* Supplied text
Role of Dietary and Lifestyle Modifications in the Secondary Prevention of Biomarkers of Plaque recurrence in Omani Coronary Revascularized Patients – Pages 56-67

Role of Dietary and Lifestyle Modifications in the Secondary Prevention of Biomarkers of Plaque recurrence in Omani Coronary Revascularized Patients

Pages 56-67

Amanat Ali1,2, Noura S.M. Al-Alawi2, Muhammad Athar Sadiq3 and Mostafa I. Waly2

1School of Engineering, University of Guelph, Albert A. Thornbrough Building, 50 Stone Road East, Guelph, Ontario, N1G 2W1, Canada; 2Department of Food Science and Nutrition, College of Agricultural and Marine Sciences, Sultan Qaboos University, P.O. Box 34, Al-Khoud 123, Muscat, Oman; 3Cardiology Unit, Department of Medicine, College of Medicine and Health Sciences, Sultan Qaboos University, Al-Khoud 123, Muscat, Oman

DOI: https://doi.org/10.29169/1927-5951.2020.10.02.3

Abstract: Objective: To assess the role of various dietary and lifestyle modifications in the secondary prevention of biomarkers of plaque recurrence in Omani coronary revascularized patients.

[Saved entries]
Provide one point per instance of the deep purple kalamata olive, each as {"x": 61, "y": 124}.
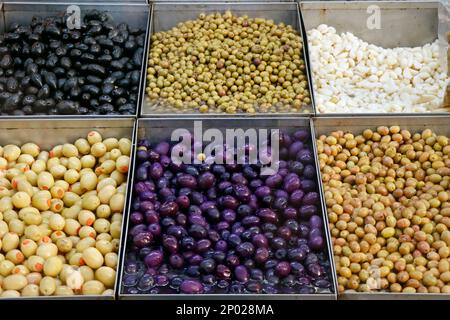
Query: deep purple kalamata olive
{"x": 143, "y": 239}
{"x": 292, "y": 184}
{"x": 245, "y": 249}
{"x": 223, "y": 272}
{"x": 274, "y": 181}
{"x": 294, "y": 148}
{"x": 262, "y": 192}
{"x": 156, "y": 170}
{"x": 176, "y": 261}
{"x": 283, "y": 268}
{"x": 316, "y": 243}
{"x": 162, "y": 148}
{"x": 308, "y": 185}
{"x": 206, "y": 180}
{"x": 307, "y": 211}
{"x": 170, "y": 243}
{"x": 267, "y": 215}
{"x": 168, "y": 209}
{"x": 311, "y": 198}
{"x": 187, "y": 181}
{"x": 154, "y": 258}
{"x": 155, "y": 229}
{"x": 136, "y": 218}
{"x": 242, "y": 192}
{"x": 191, "y": 287}
{"x": 137, "y": 229}
{"x": 260, "y": 241}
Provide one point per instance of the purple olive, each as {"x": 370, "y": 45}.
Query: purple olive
{"x": 191, "y": 287}
{"x": 154, "y": 259}
{"x": 143, "y": 239}
{"x": 176, "y": 261}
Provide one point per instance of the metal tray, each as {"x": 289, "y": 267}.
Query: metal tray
{"x": 50, "y": 132}
{"x": 160, "y": 129}
{"x": 398, "y": 18}
{"x": 326, "y": 125}
{"x": 166, "y": 15}
{"x": 136, "y": 14}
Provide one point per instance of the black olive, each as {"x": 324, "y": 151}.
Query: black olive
{"x": 108, "y": 43}
{"x": 105, "y": 108}
{"x": 130, "y": 45}
{"x": 31, "y": 90}
{"x": 52, "y": 61}
{"x": 118, "y": 92}
{"x": 27, "y": 110}
{"x": 52, "y": 30}
{"x": 67, "y": 107}
{"x": 118, "y": 75}
{"x": 87, "y": 57}
{"x": 25, "y": 82}
{"x": 75, "y": 92}
{"x": 85, "y": 96}
{"x": 104, "y": 59}
{"x": 12, "y": 85}
{"x": 6, "y": 62}
{"x": 137, "y": 57}
{"x": 37, "y": 49}
{"x": 12, "y": 102}
{"x": 44, "y": 92}
{"x": 92, "y": 89}
{"x": 59, "y": 72}
{"x": 65, "y": 62}
{"x": 61, "y": 51}
{"x": 50, "y": 79}
{"x": 93, "y": 79}
{"x": 36, "y": 79}
{"x": 117, "y": 52}
{"x": 75, "y": 52}
{"x": 94, "y": 103}
{"x": 96, "y": 69}
{"x": 95, "y": 49}
{"x": 29, "y": 100}
{"x": 120, "y": 101}
{"x": 58, "y": 96}
{"x": 116, "y": 64}
{"x": 107, "y": 88}
{"x": 105, "y": 99}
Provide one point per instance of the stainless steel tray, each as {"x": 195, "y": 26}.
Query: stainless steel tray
{"x": 50, "y": 132}
{"x": 136, "y": 14}
{"x": 157, "y": 130}
{"x": 326, "y": 125}
{"x": 166, "y": 15}
{"x": 398, "y": 20}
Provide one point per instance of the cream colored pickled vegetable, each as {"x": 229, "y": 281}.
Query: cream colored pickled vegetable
{"x": 387, "y": 192}
{"x": 61, "y": 216}
{"x": 228, "y": 64}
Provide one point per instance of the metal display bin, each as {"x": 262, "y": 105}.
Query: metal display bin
{"x": 166, "y": 15}
{"x": 356, "y": 125}
{"x": 160, "y": 129}
{"x": 398, "y": 18}
{"x": 135, "y": 14}
{"x": 47, "y": 133}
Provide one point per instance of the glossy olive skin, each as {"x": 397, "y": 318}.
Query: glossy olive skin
{"x": 48, "y": 69}
{"x": 228, "y": 228}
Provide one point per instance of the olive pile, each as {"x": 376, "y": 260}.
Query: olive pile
{"x": 387, "y": 193}
{"x": 46, "y": 68}
{"x": 227, "y": 64}
{"x": 61, "y": 216}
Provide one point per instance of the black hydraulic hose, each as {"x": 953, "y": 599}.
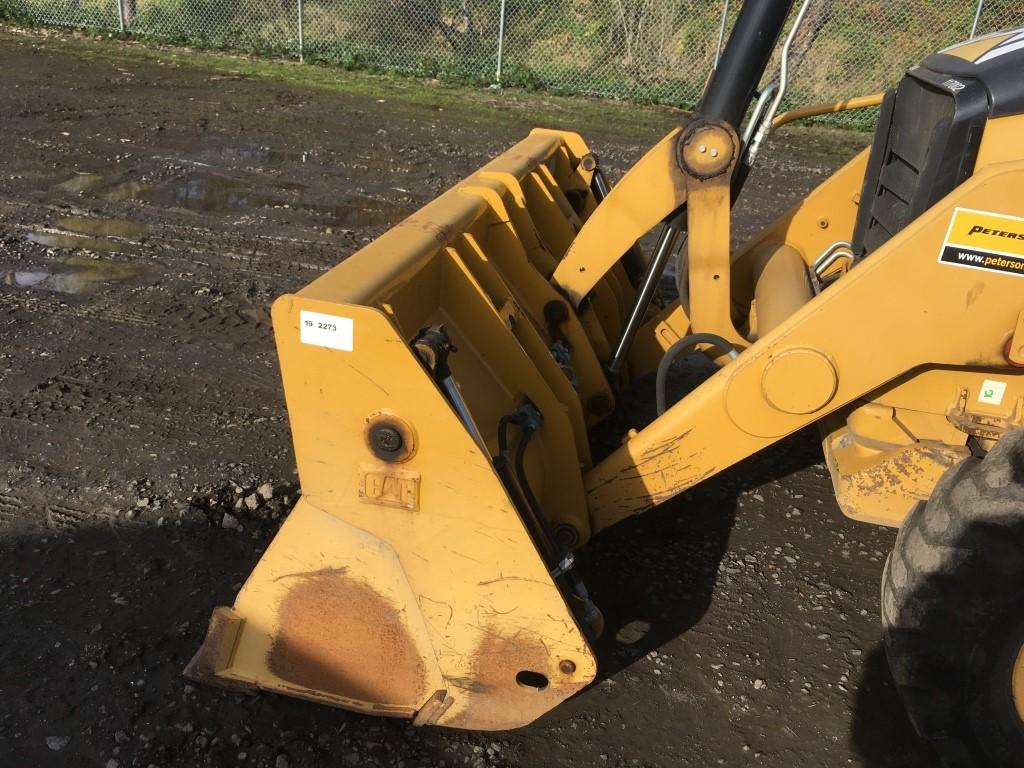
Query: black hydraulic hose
{"x": 742, "y": 65}
{"x": 520, "y": 470}
{"x": 687, "y": 342}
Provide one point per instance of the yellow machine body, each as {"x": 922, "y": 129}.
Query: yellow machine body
{"x": 409, "y": 585}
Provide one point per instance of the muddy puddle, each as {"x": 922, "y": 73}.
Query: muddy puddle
{"x": 75, "y": 274}
{"x": 261, "y": 156}
{"x": 86, "y": 233}
{"x": 81, "y": 182}
{"x": 213, "y": 194}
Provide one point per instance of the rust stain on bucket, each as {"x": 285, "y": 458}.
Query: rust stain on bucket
{"x": 341, "y": 637}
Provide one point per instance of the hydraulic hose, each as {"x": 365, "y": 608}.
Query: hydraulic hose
{"x": 685, "y": 343}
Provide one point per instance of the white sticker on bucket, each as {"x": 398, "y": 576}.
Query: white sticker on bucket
{"x": 326, "y": 331}
{"x": 992, "y": 392}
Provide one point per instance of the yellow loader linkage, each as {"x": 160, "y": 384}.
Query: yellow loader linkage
{"x": 441, "y": 382}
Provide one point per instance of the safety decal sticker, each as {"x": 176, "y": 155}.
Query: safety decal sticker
{"x": 992, "y": 392}
{"x": 979, "y": 240}
{"x": 326, "y": 331}
{"x": 1014, "y": 42}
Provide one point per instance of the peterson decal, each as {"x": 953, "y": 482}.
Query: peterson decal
{"x": 979, "y": 240}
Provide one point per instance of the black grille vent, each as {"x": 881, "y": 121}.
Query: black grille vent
{"x": 925, "y": 145}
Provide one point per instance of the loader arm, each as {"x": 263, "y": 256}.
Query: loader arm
{"x": 441, "y": 384}
{"x": 898, "y": 310}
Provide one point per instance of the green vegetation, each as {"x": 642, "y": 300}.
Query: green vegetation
{"x": 653, "y": 51}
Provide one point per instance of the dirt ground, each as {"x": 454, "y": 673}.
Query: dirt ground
{"x": 150, "y": 212}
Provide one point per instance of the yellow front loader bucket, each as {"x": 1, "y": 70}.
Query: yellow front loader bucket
{"x": 439, "y": 391}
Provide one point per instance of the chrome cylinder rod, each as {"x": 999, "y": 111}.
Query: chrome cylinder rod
{"x": 667, "y": 243}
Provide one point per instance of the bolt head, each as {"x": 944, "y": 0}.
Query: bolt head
{"x": 388, "y": 439}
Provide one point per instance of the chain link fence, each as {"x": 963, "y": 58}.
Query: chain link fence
{"x": 656, "y": 51}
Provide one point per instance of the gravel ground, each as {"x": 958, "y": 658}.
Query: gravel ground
{"x": 151, "y": 208}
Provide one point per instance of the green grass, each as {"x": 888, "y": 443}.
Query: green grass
{"x": 569, "y": 113}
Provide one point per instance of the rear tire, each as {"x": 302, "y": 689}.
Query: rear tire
{"x": 952, "y": 608}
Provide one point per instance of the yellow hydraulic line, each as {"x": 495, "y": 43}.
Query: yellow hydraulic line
{"x": 813, "y": 111}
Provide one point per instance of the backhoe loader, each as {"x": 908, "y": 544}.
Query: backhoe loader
{"x": 443, "y": 382}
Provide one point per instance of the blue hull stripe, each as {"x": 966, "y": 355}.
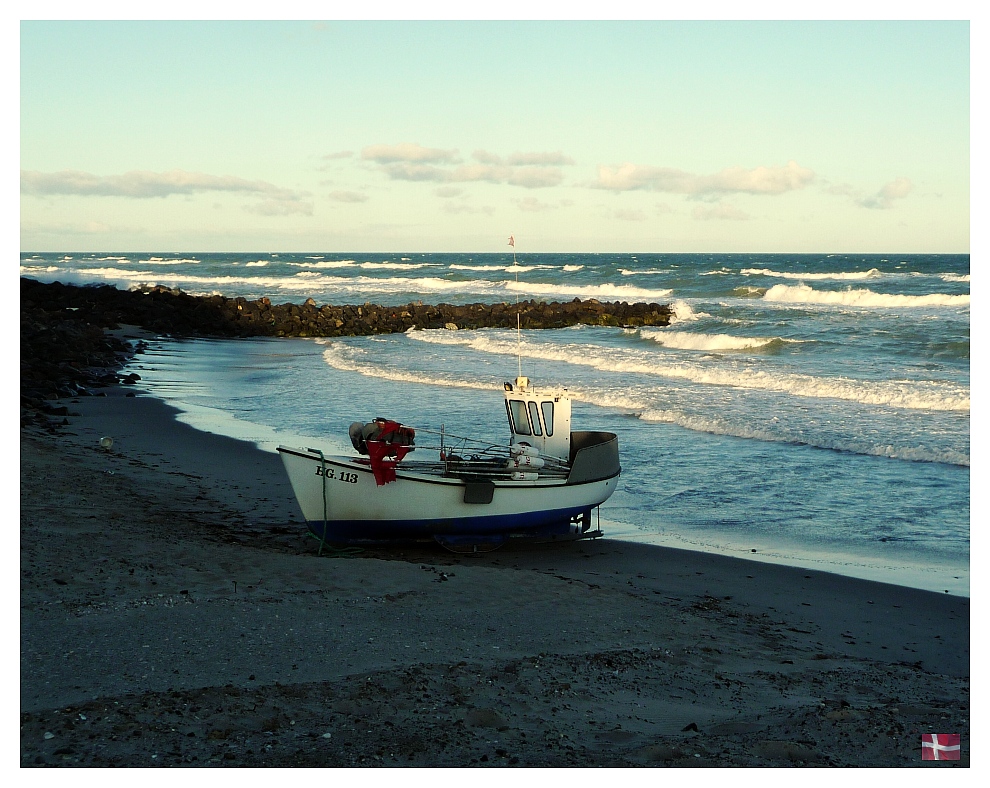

* Task brief
Write out the article on dietary and lifestyle modifications word for word, everything from "DOI: https://doi.org/10.29169/1927-5951.2020.10.02.3" down to "coronary revascularized patients.".

* Result
DOI: https://doi.org/10.29169/1927-5951.2020.10.02.3

Abstract: Objective: To assess the role of various dietary and lifestyle modifications in the secondary prevention of biomarkers of plaque recurrence in Omani coronary revascularized patients.